Would you retype all of these records exactly?

(Raw records)
--- Start ---

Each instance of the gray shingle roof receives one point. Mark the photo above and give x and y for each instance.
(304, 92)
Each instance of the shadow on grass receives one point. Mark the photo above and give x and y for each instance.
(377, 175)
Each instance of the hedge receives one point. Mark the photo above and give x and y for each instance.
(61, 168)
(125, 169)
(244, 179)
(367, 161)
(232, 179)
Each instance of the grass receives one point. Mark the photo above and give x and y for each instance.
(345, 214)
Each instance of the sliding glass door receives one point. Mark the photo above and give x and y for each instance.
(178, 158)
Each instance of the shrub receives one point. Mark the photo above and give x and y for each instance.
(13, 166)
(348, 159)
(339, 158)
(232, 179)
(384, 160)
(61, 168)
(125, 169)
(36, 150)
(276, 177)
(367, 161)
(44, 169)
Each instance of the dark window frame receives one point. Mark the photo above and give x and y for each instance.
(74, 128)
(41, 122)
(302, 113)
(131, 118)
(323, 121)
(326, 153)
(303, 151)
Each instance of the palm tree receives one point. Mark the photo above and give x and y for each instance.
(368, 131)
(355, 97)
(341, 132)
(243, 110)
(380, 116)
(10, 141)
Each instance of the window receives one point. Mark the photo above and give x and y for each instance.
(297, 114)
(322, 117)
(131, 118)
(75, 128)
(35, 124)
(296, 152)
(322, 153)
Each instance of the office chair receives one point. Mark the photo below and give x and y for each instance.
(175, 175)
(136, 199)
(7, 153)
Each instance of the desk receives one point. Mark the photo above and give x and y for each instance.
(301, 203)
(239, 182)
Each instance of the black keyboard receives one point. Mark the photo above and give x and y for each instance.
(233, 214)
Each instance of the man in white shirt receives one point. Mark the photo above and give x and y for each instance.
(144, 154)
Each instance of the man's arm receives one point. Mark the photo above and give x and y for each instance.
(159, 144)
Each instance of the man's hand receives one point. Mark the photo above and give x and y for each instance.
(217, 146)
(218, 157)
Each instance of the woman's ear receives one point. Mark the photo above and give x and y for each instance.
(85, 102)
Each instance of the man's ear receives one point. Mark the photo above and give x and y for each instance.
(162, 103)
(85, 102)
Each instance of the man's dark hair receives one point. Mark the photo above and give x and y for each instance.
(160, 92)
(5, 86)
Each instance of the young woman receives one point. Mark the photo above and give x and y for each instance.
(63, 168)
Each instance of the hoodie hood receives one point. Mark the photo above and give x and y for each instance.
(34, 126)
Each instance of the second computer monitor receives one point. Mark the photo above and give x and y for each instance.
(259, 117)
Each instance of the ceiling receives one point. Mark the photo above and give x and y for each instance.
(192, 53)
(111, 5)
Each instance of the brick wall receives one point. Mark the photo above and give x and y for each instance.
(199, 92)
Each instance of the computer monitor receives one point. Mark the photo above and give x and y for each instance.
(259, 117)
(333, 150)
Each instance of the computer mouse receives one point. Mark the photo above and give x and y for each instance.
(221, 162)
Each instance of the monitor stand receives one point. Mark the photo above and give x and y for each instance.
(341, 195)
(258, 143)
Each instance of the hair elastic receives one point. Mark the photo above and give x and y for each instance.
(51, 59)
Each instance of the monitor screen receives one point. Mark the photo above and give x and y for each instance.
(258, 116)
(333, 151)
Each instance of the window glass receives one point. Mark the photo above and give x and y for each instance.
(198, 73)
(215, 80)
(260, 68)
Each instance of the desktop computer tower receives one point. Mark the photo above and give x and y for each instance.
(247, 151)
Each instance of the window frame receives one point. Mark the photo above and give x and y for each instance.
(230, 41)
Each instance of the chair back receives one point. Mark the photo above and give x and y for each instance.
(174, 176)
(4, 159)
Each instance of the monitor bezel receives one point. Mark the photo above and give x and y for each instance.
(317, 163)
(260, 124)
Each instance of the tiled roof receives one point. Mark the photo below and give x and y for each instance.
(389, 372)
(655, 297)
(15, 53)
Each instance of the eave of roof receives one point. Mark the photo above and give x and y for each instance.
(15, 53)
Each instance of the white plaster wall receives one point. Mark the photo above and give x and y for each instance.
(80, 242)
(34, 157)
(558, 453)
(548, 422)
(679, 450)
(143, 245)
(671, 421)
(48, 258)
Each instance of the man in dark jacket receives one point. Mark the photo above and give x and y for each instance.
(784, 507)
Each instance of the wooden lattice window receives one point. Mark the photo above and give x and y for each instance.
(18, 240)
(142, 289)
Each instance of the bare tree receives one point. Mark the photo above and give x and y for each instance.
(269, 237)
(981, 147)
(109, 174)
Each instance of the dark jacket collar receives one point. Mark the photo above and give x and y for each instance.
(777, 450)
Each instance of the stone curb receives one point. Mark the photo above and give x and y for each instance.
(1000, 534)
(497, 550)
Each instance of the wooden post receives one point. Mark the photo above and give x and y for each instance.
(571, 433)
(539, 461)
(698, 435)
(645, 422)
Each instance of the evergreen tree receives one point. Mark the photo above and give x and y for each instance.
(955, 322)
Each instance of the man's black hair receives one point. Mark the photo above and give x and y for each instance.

--- End ---

ANSWER TO THIS TASK —
Each instance of the gray shingle roof receives one point. Mark the photo above and give x and y for each instance.
(304, 92)
Each instance of the shadow on grass receives one point. Mark the photo above and give x and y for each instance.
(377, 175)
Each instance of the hedge receives one point. Mark the photo above and give x and y for each instance.
(61, 168)
(125, 169)
(244, 179)
(367, 161)
(232, 179)
Each instance of the grass receives one point. Mark the photo above and give x and y for each instance.
(345, 214)
Each instance of the sliding glass door receives one point. Mark the photo above and give x and y for each instance.
(178, 158)
Each instance of the shrub receives one point. Mark the photo above and give x and y for each instance.
(13, 166)
(348, 159)
(339, 158)
(232, 179)
(384, 160)
(61, 168)
(125, 169)
(36, 150)
(276, 177)
(367, 161)
(44, 169)
Each instance of the dark window frame receives one point. Mark the photo above and give x and y for each instance.
(74, 128)
(41, 122)
(302, 113)
(131, 118)
(323, 121)
(326, 153)
(303, 151)
Each instance of the palm tree receives one point. Mark the photo above and give x and y for each instance.
(368, 131)
(355, 97)
(341, 132)
(243, 110)
(380, 116)
(10, 141)
Each instance of the window receives one point. Mark the photo above and give x and y for each instance.
(297, 114)
(322, 117)
(131, 118)
(75, 128)
(35, 124)
(296, 152)
(322, 153)
Each instance of the office chair receives one point. Mark the photo below and give x and y for each instance.
(175, 175)
(136, 199)
(7, 153)
Each instance of the desk receives one point. Mark the photo above and give x and y for each instance.
(301, 203)
(239, 182)
Each instance of the black keyboard receives one point. Mark the photo above and give x and y for each instance.
(233, 214)
Each instance of the man in white shirt receives one point. Mark the photo above and give x and y for each instance.
(144, 154)
Each instance of the man's arm receives one point. Mark the photo above and give x and y for each instance.
(159, 144)
Each instance of the man's hand receives one point. Mark the photo above and give x and y for each instance.
(217, 146)
(218, 157)
Each instance of the woman's ear receives one point. Mark the photo above and give x and y for each instance.
(85, 102)
Each instance of the man's ear receives one point. Mark the photo above and give x and y for each instance.
(162, 103)
(85, 102)
Each instance of the man's dark hair receives one point. Mark the photo above and give x and y for each instance.
(160, 92)
(5, 86)
Each instance of the young woman receives one point. Mark the photo above and give x and y for each instance.
(63, 168)
Each instance of the hoodie hood receives one point. Mark the photo above and give x and y for each instance.
(34, 126)
Each instance of the second computer monitor receives one point. Mark the photo above and give x and y for each instance.
(259, 117)
Each instance of the ceiling receives one point. Mark the photo above and give x and y for each instance.
(192, 53)
(111, 5)
Each instance of the brick wall receives one point. Mark the photo above and give x and y for each instance.
(199, 92)
Each instance of the computer monitor receives one point. Mark the photo above and give x and y for each instance.
(259, 117)
(333, 150)
Each instance of the computer mouse receives one point. Mark the photo above and give x and y for each instance.
(221, 162)
Each instance of the monitor stand receives one point. Mark the photo above and give x and y for each instance.
(341, 195)
(258, 143)
Each instance of the hair elastic receives one point. Mark the photo above and give x and y for each instance.
(51, 59)
Each instance of the monitor screen receives one point. Mark the photo above and give x and y for each instance.
(258, 116)
(333, 151)
Each instance of the window glass receives one point. Mark the photo above and give x and y for each instance.
(198, 73)
(215, 80)
(260, 68)
Each instance of the desktop computer tower receives one point. Mark the photo above and give x and y for each instance.
(247, 151)
Each instance of the window frame receives one point. Mark the photo above and give x and y for each instance.
(230, 41)
Each instance of the chair back receives one point. Mark the photo above and give x and y for each instance.
(174, 176)
(4, 159)
Each instance of the monitor bezel receives one point. Mark the photo above and give x and y for each instance.
(317, 163)
(260, 124)
Each instance of the tiled roof receives one point. Mark the photo below and give x and y for each instance.
(389, 372)
(655, 297)
(15, 53)
Each instance of the eave of roof receives one point. Mark the photo above and give x and y for each instance.
(15, 53)
Each instance of the white plaster wall receives one point. Mark the photo above and give x and y for each instance.
(80, 242)
(34, 157)
(558, 453)
(548, 422)
(679, 450)
(143, 245)
(671, 421)
(48, 258)
Each instance of the man in dark jacket receives one point. Mark the photo above and give x and y for each instance.
(784, 507)
Each instance of the wooden lattice window receives one point. Mark the photo above and give x and y for each instance.
(18, 240)
(142, 289)
Each instance of the bare tree receives one point. Mark the photo above and give x and y for each instance.
(269, 237)
(981, 147)
(109, 174)
Each instance of the dark jacket collar receives one point. Mark the photo above and give x and y for each instance.
(777, 450)
Each instance of the stone curb receives one point. Mark the photo above and give x and y for each instance.
(1000, 534)
(497, 550)
Each instance of the wooden post receives one point. Mark the photo above and give x and y for each instance.
(571, 433)
(539, 461)
(698, 435)
(645, 422)
Each instance of the evergreen tree receives one point. Mark the photo above and give x and y for each instance.
(955, 322)
Each instance of the man's black hair receives one point. Mark the photo above and give x and y for each instance.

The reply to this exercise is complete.